## Work instruction
In the data that follows, count each line with the string "like"; the reply is the number only.

## Input records

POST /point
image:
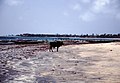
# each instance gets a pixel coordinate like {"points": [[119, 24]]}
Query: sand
{"points": [[84, 63]]}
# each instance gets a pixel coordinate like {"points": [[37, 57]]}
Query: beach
{"points": [[82, 63]]}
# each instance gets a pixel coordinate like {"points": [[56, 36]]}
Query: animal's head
{"points": [[60, 43]]}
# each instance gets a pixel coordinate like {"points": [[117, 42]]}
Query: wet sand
{"points": [[84, 63]]}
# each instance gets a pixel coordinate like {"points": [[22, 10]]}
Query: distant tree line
{"points": [[70, 35]]}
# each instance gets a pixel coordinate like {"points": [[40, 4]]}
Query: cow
{"points": [[55, 44]]}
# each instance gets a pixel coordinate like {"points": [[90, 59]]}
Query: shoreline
{"points": [[82, 61]]}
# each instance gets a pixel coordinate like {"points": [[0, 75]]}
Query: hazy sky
{"points": [[59, 16]]}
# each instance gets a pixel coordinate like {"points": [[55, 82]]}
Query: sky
{"points": [[59, 16]]}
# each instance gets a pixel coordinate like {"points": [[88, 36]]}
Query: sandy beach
{"points": [[84, 63]]}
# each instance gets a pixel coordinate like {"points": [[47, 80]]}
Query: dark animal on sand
{"points": [[55, 44]]}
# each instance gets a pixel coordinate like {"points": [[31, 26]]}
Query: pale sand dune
{"points": [[85, 63]]}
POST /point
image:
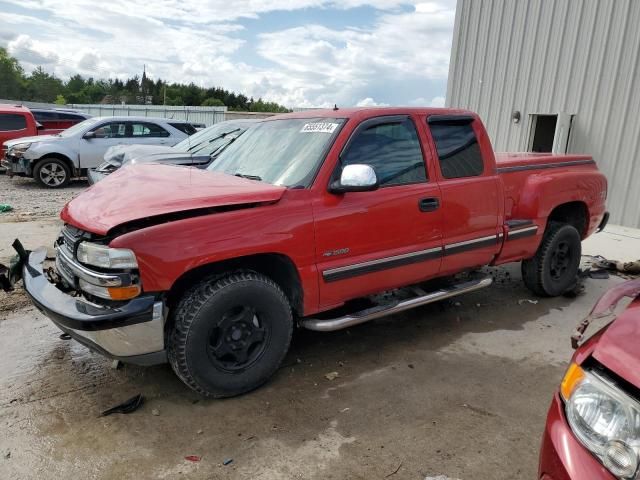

## Solution for this problem
12